**** PASSAGE TO READ ****

1863.]
Life without Principle.
491
Surface meets surface. When our life ceases to be inward
and private, conversation degenerates into mere gossip. We rarely meet a man who can tell us any news which he has not read in a newspaper, or been told by his neighbor; and, for the most part, the only difference between us and our fellow is, that he has seen the newspaper, or been out to tea, and we have not. In proportion as our inward life fails, we go more constantly and desperately to the post-office. You may depend on it, that the poor fellow who walks away with the greatest number of letters, proud of his extensive correspondence, has not heard from himself this long while.
I do not know but it is too much to read one newspaper a week. I have tried it recently, and for so long it seems to me that I have not dwelt in my native region. The sun, the clouds, the snow, the trees say not so much to me. You cannot serve two masters. It requires more than a day's devotion to know and to possess the wealth of a day.
We may well be ashamed to tell what things we have read or heard in our day. I do not know why my news should be so trivial,—considering what one's dreams and expectations are, why the developments should be so paltry. The news we hear, for the most part, is not news to our genius. It is the stalest repetition. You are often tempted to ask, why such stress is laid on a particular experience which you have had,—that, after twenty-five years, you should meet Hobbins, Registrar of Deeds, again on the sidewalk. Have you not budged an inch, then? Such is the daily news. Its facts appear to float in the atmosphere, insignificant as the sporules of fungi, and impinge on some neglected thallus, or surface of our minds, which affords a basis for them, and hence a parasitic growth. We should wash ourselves clean of such news. Of what consequence, though our planet explode, if there is no character involved in the explosion? In health we have not the least curiosity about such events. We do not live for idle amusement. I would not run round a corner to see the world blow up.

****

DIRECTIVES
1) Translate this sentence from the "Life without Principle" passage into Spanish: "In proportion as our inward life fails, we go more constantly and desperately to the post-office."
2) Write the next part of the "Life without Principle" passage, picking up right after its closing sentence about the world blowing up.
The records are not needed for any of this work.

**** DATA SUPPLIED ****

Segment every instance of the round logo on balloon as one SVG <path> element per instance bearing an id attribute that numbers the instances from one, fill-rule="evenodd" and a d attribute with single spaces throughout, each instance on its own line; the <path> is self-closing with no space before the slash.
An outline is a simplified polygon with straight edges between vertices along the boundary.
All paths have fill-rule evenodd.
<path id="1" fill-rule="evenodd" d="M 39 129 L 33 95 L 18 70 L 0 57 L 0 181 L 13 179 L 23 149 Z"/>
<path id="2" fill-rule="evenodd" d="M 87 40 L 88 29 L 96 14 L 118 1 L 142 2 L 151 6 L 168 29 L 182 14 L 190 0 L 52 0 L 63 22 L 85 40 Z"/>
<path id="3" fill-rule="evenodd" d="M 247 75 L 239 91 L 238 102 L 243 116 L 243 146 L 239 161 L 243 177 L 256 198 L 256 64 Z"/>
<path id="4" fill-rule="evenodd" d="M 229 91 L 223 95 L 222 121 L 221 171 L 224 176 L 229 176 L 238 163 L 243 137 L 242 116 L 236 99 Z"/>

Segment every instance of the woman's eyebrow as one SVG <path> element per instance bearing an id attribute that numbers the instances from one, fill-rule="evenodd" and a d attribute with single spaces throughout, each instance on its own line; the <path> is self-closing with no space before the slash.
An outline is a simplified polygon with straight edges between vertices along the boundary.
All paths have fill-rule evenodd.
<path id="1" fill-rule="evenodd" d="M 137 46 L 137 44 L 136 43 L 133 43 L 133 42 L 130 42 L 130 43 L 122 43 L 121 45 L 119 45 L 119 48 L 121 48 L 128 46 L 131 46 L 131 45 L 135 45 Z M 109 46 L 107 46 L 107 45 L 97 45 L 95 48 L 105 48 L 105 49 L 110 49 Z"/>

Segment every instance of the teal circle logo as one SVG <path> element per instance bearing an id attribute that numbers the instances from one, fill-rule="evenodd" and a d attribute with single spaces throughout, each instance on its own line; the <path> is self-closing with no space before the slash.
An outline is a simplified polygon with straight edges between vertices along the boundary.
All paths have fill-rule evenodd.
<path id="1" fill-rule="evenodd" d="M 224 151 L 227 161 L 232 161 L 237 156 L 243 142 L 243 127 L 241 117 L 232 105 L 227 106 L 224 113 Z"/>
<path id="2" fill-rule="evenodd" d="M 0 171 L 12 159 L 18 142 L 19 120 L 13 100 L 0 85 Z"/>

****

RESULTS
1) En la medida en que nuestra vida interior decae, acudimos con mayor constancia y desesperación a la oficina de correos.

2)
All summer, and far into the autumn, perchance, you unconsciously went by the newspapers and the news, and now you find it was because the morning and the evening were full of news to you. Your walks were full of incidents. You attended, not to the affairs of Europe, but to your own affairs in Massachusetts fields. If you chance to live and move and have your being in that thin stratum in which the events that make the news transpire,—thinner than the paper on which it is printed,—then these things will fill the world for you; but if you soar above or dive below that plane, you cannot remember nor be reminded of them. Really to see the sun rise or go down every day, so to relate ourselves to a universal fact, would preserve us sane forever. Nations! What are nations? Tartars, and Huns, and Chinamen! Like insects, they swarm. The historian strives in vain to make them memorable. It is for want of a man that there are so many men. It is individuals that populate the world. Any man thinking may say with the Spirit of Lodin,—
"I look down from my height on nations,
And they become ashes before me;—
Calm is my dwelling in the clouds;
Pleasant are the great fields of my rest."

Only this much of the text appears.